### ESTRATTO FORNITO
L’obiettivo dichiarato era quello di capire quali aree del cervello e come, fossero interessate nel processo del tifo. Dallo studio è scaturita una cosa interessante: mentre le regioni cerebrali deputate alla visione si comportavano nello stesso modo (i due gruppi vedevano le stesse azioni), le aree riservate alle funzioni cognitive, ovvero alla conoscenza, reagivano in maniera assai diversa. Cioè a dire che i due gruppi guardavano e riconoscevano la stessa partita, ma al momento di un contatto dubbio vedevano due cose diverse: gli uni erano sicuri del rigore, gli altri della simulazione. Non mi sorprende affatto: dopo aver assistito ad una partita, quante discussioni abbiamo fatto senza trovare alcunché in comune con i nostri interlocutori? Anche senza esperimento già si sapeva che c’era una correlazione tra i tifosi della stessa squadra e tante differenze significative tra i due gruppi. Ed è proprio questo ciò che permette a fan di squadre rivali di sviluppare una diversa interpretazione della stessa partita. Tuttavia sapere che la scienza supporta l’esperienza è decisamente una cosa molto positiva. Le conclusioni della ricerca, infatti, hanno certificato come, alcune aree del cervello risultino influenzate da pregiudizi, ideologie, appartenenza, ecc., riconoscendo nell’agire del gruppo un istinto umano primordiale che si è conservato pressoché intatto durante la nostra evoluzione.
Ma andiamo per ordine. Come viene definito il tifo? Un fenomeno sociale per cui un individuo, oppure un gruppo, s'impegnano a sostenere con entusiasmo la partecipazione di un atleta o di una squadra in una determinata disciplina sportiva. Lo sviluppo della passione del tifo in un individuo è generalmente riconducibile all'ambiente sociale in cui egli interagisce. Nell’antica Grecia i giochi olimpici di Olimpia erano in grado di fermare le guerre! Lo sport metteva in risalto l'armonia del gesto atletico abbinato ad una pace sia fisica che mentale in un'atmosfera sacra ed innocente.
Nell'antica Roma era tutt’altra cosa e ben lontana da quella dei greci. Infatti nelle arene dei circhi e degli anfiteatri romani il popolo andava a svagarsi e sfogarsi assistendo a battaglie feroci di gladiatori in cui uno dei due doveva morire. La gente seguiva queste manifestazioni come il fanatismo calcistico attuale. Fanatismo a cui spesso non si astenevano neanche gli imperatori.
Nel tifo moderno, l'immaginario collettivo vede i tifosi come spettatori che, allo stadio, intonano cori e sventolano striscioni o bandiere per incitare la propria squadra o, viceversa, sminuire l'avversaria. Benché il tifo possa apparire come un fenomeno positivo in sé, nella sua dinamica sono ravvisabili purtroppo anche molti aspetti deleteri. Uno di questi riguarda, per esempio, lo sfociare della fede sportiva in atteggiamenti di violenza verso i sostenitori di squadre avversarie. Non sono infatti rari gli episodi di scontri, tumulti, risse e atti di teppismo che hanno spesso causato gravi conseguenze.

Estratti da un dataset di etichettatura di punti:

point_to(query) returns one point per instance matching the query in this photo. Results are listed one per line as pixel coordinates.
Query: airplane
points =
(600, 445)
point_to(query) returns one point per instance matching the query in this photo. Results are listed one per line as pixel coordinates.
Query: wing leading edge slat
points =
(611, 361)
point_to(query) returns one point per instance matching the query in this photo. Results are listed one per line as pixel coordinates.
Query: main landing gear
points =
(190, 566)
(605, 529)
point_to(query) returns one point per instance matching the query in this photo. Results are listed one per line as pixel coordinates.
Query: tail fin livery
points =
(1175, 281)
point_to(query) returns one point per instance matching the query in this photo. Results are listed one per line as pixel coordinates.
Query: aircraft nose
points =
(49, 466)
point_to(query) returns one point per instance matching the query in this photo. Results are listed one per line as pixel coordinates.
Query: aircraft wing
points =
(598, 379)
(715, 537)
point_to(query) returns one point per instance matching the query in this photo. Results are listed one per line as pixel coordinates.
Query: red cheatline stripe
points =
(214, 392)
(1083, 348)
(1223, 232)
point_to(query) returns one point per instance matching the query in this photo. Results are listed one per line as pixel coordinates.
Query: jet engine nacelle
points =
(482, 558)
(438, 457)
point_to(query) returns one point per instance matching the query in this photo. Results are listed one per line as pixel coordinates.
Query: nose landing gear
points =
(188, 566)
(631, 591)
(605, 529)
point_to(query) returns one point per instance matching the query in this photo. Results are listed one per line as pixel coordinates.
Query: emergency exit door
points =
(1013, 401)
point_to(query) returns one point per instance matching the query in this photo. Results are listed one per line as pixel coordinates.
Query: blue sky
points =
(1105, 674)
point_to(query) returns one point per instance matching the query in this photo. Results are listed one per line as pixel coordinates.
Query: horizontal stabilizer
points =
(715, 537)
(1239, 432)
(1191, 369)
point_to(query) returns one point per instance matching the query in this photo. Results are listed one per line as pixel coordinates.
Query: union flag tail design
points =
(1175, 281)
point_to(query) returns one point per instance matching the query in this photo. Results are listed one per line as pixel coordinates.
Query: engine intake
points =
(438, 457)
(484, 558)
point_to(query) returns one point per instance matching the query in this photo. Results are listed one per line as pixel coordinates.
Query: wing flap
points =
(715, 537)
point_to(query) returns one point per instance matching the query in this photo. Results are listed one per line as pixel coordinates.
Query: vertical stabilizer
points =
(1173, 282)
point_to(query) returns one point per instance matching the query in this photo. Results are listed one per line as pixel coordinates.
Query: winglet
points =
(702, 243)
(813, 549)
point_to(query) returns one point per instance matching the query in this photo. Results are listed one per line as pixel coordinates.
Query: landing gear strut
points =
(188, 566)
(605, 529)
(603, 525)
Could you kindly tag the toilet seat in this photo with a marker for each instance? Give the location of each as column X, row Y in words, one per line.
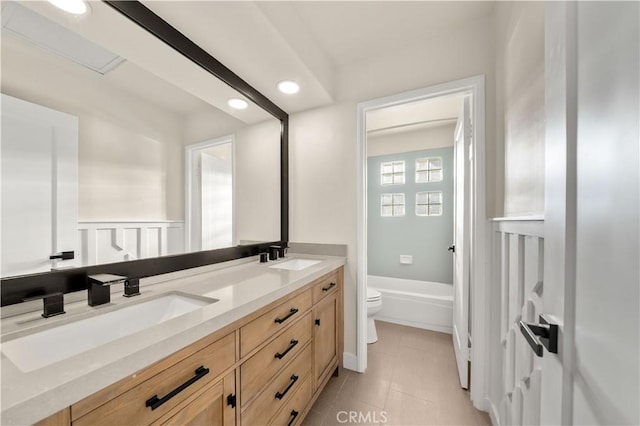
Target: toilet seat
column 373, row 295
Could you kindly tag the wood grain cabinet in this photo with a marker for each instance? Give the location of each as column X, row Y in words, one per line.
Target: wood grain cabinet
column 266, row 368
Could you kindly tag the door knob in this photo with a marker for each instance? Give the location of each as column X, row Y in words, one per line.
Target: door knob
column 539, row 335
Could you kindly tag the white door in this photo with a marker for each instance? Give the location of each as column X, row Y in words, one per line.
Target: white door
column 591, row 213
column 39, row 149
column 462, row 244
column 216, row 202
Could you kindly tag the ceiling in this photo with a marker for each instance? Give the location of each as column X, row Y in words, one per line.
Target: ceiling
column 265, row 42
column 443, row 110
column 309, row 41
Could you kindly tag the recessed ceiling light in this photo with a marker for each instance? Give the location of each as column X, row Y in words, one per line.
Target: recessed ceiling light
column 237, row 103
column 289, row 87
column 75, row 7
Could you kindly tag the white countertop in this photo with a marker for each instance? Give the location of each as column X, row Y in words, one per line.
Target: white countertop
column 242, row 287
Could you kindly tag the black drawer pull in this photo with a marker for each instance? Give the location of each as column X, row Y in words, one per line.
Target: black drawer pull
column 292, row 312
column 294, row 379
column 292, row 344
column 329, row 288
column 155, row 402
column 294, row 414
column 231, row 400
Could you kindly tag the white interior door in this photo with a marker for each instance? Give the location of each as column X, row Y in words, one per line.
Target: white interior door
column 216, row 202
column 39, row 186
column 591, row 213
column 462, row 244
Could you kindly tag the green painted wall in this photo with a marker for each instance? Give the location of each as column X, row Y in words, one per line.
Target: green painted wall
column 426, row 238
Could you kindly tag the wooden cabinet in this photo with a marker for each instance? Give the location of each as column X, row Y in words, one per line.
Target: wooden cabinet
column 212, row 406
column 266, row 368
column 61, row 418
column 272, row 322
column 325, row 345
column 148, row 401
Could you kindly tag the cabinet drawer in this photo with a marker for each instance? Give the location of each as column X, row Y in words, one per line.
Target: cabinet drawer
column 325, row 286
column 130, row 407
column 258, row 370
column 292, row 410
column 279, row 391
column 265, row 326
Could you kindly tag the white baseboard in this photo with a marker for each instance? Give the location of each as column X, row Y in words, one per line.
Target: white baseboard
column 493, row 413
column 350, row 361
column 424, row 326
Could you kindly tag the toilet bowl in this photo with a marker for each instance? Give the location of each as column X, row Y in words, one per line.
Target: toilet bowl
column 374, row 304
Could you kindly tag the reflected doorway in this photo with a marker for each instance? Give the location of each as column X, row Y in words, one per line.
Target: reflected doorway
column 210, row 202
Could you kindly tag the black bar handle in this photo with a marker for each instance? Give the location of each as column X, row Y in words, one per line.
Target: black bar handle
column 294, row 379
column 329, row 287
column 531, row 338
column 291, row 313
column 294, row 414
column 541, row 335
column 155, row 402
column 231, row 400
column 291, row 346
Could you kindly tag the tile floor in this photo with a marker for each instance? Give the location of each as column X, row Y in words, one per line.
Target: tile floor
column 411, row 379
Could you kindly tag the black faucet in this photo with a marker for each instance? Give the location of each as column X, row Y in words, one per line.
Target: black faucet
column 99, row 292
column 273, row 252
column 53, row 303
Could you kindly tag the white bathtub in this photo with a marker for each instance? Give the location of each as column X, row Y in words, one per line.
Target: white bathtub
column 419, row 304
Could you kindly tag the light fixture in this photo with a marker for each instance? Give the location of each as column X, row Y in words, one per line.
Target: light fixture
column 75, row 7
column 236, row 103
column 289, row 87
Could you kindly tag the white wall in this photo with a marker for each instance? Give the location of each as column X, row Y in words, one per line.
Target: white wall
column 407, row 141
column 520, row 104
column 258, row 182
column 323, row 157
column 130, row 151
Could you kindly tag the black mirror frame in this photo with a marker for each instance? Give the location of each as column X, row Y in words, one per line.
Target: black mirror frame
column 16, row 289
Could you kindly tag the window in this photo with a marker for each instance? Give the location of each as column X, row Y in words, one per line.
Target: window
column 429, row 203
column 429, row 169
column 392, row 173
column 391, row 205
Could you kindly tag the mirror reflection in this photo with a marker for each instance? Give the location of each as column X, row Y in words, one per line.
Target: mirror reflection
column 115, row 147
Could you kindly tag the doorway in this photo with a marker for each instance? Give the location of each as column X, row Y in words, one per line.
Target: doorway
column 473, row 88
column 210, row 201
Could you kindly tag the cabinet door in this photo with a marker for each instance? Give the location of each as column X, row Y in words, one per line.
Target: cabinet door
column 325, row 337
column 208, row 408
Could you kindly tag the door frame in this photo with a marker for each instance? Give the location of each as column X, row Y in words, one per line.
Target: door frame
column 479, row 301
column 188, row 182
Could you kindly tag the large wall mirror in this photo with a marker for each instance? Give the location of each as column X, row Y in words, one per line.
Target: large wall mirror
column 121, row 148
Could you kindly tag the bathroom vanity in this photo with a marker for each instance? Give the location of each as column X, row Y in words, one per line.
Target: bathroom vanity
column 260, row 354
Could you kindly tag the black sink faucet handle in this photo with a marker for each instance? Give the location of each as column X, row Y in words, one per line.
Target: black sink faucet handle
column 63, row 255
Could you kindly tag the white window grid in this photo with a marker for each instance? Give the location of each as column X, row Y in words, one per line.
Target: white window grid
column 429, row 169
column 392, row 173
column 392, row 205
column 429, row 203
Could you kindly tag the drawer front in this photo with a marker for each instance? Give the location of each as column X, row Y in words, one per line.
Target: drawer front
column 131, row 406
column 258, row 370
column 292, row 411
column 279, row 390
column 265, row 326
column 325, row 286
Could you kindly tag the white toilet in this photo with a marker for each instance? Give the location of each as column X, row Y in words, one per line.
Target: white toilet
column 374, row 304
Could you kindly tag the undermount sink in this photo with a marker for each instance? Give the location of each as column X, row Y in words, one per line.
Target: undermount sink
column 295, row 264
column 47, row 347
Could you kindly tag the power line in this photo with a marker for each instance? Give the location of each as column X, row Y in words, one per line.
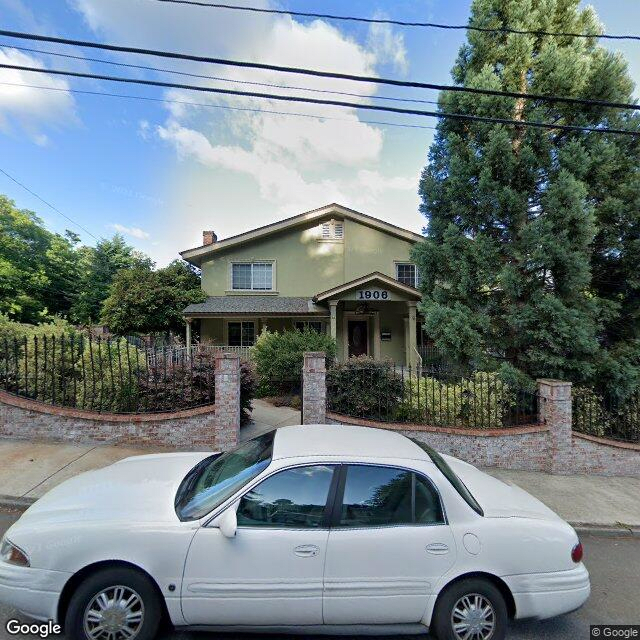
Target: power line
column 33, row 193
column 402, row 23
column 317, row 73
column 217, row 106
column 338, row 103
column 219, row 78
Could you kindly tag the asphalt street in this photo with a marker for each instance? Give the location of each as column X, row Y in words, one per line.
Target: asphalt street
column 614, row 565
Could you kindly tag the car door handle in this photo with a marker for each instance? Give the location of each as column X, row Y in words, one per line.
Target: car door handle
column 306, row 550
column 437, row 548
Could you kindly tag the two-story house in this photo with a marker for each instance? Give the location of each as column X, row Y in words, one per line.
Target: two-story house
column 332, row 269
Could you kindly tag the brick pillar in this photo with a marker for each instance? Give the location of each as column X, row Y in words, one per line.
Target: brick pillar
column 227, row 411
column 314, row 388
column 555, row 412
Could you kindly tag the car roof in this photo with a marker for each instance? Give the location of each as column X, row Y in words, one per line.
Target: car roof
column 343, row 440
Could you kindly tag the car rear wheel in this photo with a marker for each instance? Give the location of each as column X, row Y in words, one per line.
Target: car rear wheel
column 114, row 604
column 472, row 609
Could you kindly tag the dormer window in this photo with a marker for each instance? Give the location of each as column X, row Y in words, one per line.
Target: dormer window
column 252, row 276
column 407, row 273
column 332, row 230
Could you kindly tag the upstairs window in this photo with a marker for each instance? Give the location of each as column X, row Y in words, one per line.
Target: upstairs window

### ISTRUZIONI DEL COMPITO
Puoi ripetere alla lettera il passo dell'estratto sul tifo che comincia con "Ma andiamo per" e prosegue fino a "sacra ed innocente."?

### RISPOSTA AL COMPITO
Ma andiamo per ordine. Come viene definito il tifo? Un fenomeno sociale per cui un individuo, oppure un gruppo, s'impegnano a sostenere con entusiasmo la partecipazione di un atleta o di una squadra in una determinata disciplina sportiva. Lo sviluppo della passione del tifo in un individuo è generalmente riconducibile all'ambiente sociale in cui egli interagisce. Nell’antica Grecia i giochi olimpici di Olimpia erano in grado di fermare le guerre! Lo sport metteva in risalto l'armonia del gesto atletico abbinato ad una pace sia fisica che mentale in un'atmosfera sacra ed innocente.